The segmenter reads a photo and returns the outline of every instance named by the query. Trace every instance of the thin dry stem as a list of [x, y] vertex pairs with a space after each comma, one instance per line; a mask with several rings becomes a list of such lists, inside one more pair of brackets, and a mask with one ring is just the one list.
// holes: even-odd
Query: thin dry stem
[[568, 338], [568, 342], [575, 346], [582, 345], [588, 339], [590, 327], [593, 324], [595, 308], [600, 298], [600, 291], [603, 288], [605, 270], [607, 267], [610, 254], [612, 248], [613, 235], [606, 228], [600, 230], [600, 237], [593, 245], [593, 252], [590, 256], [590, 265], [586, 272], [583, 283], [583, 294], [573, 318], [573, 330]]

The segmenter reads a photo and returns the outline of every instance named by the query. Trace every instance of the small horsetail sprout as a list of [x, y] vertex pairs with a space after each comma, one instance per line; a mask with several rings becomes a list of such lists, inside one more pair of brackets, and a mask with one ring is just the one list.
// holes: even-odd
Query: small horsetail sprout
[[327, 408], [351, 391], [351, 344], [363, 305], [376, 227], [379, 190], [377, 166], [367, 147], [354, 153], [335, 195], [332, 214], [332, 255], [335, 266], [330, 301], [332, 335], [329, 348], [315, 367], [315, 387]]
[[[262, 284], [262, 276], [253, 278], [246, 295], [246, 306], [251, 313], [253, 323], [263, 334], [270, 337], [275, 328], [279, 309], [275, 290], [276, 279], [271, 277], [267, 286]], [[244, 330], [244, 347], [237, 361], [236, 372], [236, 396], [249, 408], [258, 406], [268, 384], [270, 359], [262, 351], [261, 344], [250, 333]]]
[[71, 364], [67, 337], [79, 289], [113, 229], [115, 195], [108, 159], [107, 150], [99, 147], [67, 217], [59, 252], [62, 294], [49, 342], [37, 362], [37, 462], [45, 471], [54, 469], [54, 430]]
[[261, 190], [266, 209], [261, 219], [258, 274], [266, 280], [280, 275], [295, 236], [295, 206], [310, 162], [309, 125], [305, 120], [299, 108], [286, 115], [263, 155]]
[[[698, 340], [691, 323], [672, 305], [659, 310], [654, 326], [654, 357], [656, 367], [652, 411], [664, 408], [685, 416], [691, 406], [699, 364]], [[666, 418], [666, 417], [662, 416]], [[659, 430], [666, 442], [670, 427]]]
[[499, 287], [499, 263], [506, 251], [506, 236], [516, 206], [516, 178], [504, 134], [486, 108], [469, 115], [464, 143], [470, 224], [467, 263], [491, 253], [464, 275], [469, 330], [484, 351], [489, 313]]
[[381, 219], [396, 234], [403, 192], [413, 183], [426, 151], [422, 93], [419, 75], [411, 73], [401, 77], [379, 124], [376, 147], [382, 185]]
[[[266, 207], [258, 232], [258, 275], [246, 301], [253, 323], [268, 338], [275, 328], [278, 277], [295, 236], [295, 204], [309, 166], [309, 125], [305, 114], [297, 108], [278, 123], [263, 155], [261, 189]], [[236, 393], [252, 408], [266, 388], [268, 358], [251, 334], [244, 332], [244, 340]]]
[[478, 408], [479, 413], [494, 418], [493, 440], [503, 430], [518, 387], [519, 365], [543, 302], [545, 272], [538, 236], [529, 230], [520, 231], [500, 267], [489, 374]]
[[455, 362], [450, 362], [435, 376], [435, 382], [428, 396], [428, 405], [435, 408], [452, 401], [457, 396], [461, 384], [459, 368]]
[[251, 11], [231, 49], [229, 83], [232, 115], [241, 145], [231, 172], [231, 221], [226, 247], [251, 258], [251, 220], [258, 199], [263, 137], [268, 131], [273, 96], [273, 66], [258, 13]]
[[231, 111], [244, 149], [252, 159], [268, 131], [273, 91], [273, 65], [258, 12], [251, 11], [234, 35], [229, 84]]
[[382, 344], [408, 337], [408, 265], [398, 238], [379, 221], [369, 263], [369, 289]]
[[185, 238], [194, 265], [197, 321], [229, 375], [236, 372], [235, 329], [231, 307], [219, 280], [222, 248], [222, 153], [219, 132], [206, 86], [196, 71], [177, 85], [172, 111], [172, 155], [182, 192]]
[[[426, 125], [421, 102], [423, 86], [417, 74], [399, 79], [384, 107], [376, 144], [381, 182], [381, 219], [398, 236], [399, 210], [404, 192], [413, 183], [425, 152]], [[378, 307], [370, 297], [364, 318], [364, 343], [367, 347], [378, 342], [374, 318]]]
◇ ◇ ◇
§ Stated exercise: Could you write out all the records again, swapping every "even-odd" for "nonzero" and leaving everything else as it is?

§ Task solution:
The segmenter reads a photo and returns the outline of every instance named by the query. Trace every instance of the thin dry stem as a list of [x, y] vertex pairs with a space after each comma, one instance per line; a mask with several rings becomes a list of such lists, inside one more pair of brackets, and a mask with one ring is just the one list.
// holes: nonzero
Query: thin dry stem
[[568, 338], [568, 342], [575, 346], [582, 345], [588, 339], [590, 327], [593, 324], [595, 308], [600, 298], [600, 291], [603, 288], [605, 270], [607, 267], [610, 254], [612, 248], [613, 235], [606, 228], [600, 230], [600, 237], [593, 245], [593, 252], [590, 256], [590, 265], [586, 272], [583, 283], [583, 294], [573, 318], [573, 330]]

The segmenter reads a photo and returns the outline of every instance named by the query. Trace every instance of the small horsetail sprout as a list of [x, y] vertex pairs with a space after each comma, one instance per line; a mask with several rings becomes a list of such lists, inside one more pair of brackets, and a mask with one ring is just the one list.
// holes: nonzero
Query: small horsetail sprout
[[327, 408], [351, 391], [351, 344], [363, 305], [376, 227], [379, 190], [377, 166], [367, 147], [354, 153], [335, 195], [332, 214], [332, 255], [335, 266], [330, 301], [332, 335], [329, 348], [315, 367], [315, 387]]
[[[262, 284], [262, 276], [253, 278], [246, 295], [246, 306], [251, 313], [253, 323], [263, 334], [270, 337], [275, 328], [279, 309], [275, 290], [276, 279], [271, 277], [267, 286]], [[244, 330], [244, 347], [237, 361], [236, 372], [236, 396], [249, 408], [258, 406], [268, 384], [270, 359], [262, 351], [261, 344], [250, 333]]]
[[71, 364], [67, 337], [79, 289], [113, 229], [115, 195], [108, 159], [107, 150], [99, 147], [67, 217], [59, 252], [62, 294], [49, 342], [37, 362], [37, 462], [45, 471], [54, 469], [54, 430]]
[[261, 190], [266, 209], [261, 219], [258, 274], [266, 280], [280, 275], [295, 236], [295, 206], [310, 162], [309, 125], [305, 120], [299, 108], [286, 115], [263, 155]]
[[[698, 340], [691, 323], [672, 305], [659, 310], [654, 326], [654, 357], [656, 367], [652, 411], [664, 408], [685, 416], [691, 406], [699, 364]], [[666, 418], [666, 417], [662, 416]], [[659, 430], [666, 442], [670, 427]]]
[[499, 287], [499, 263], [506, 251], [506, 236], [516, 206], [516, 178], [504, 134], [486, 108], [469, 115], [464, 143], [470, 224], [467, 263], [491, 253], [464, 275], [469, 330], [484, 351], [489, 313]]
[[381, 219], [396, 234], [403, 192], [413, 183], [426, 151], [422, 93], [419, 75], [411, 73], [401, 77], [379, 124], [376, 147], [382, 185]]
[[[266, 207], [258, 232], [258, 275], [246, 301], [253, 323], [268, 338], [275, 328], [278, 277], [295, 236], [295, 204], [309, 166], [309, 125], [305, 114], [297, 108], [278, 123], [263, 155], [261, 189]], [[236, 393], [252, 408], [266, 388], [268, 358], [251, 334], [244, 332], [244, 340]]]
[[478, 408], [479, 413], [494, 418], [493, 440], [503, 430], [518, 387], [519, 365], [543, 302], [545, 272], [538, 236], [529, 230], [520, 231], [500, 267], [489, 374]]
[[455, 362], [450, 362], [435, 376], [435, 382], [428, 396], [428, 405], [435, 408], [452, 401], [457, 396], [461, 384], [459, 368]]
[[251, 11], [231, 49], [229, 83], [232, 115], [241, 145], [231, 172], [231, 221], [226, 247], [251, 258], [251, 220], [258, 199], [263, 137], [268, 131], [273, 96], [273, 66], [258, 13]]
[[231, 111], [244, 149], [252, 159], [268, 131], [273, 91], [273, 65], [258, 12], [251, 11], [234, 35], [229, 84]]
[[382, 344], [408, 337], [408, 265], [398, 238], [379, 221], [369, 263], [369, 289]]
[[185, 238], [194, 265], [197, 321], [229, 375], [236, 372], [235, 329], [231, 307], [219, 280], [222, 248], [222, 153], [219, 132], [206, 86], [196, 71], [177, 85], [172, 111], [172, 155], [182, 192]]
[[[426, 125], [421, 102], [423, 86], [417, 74], [399, 79], [384, 107], [376, 144], [381, 182], [381, 219], [398, 236], [399, 210], [404, 192], [413, 183], [425, 152]], [[378, 307], [370, 297], [364, 318], [364, 343], [367, 347], [378, 342], [374, 318]]]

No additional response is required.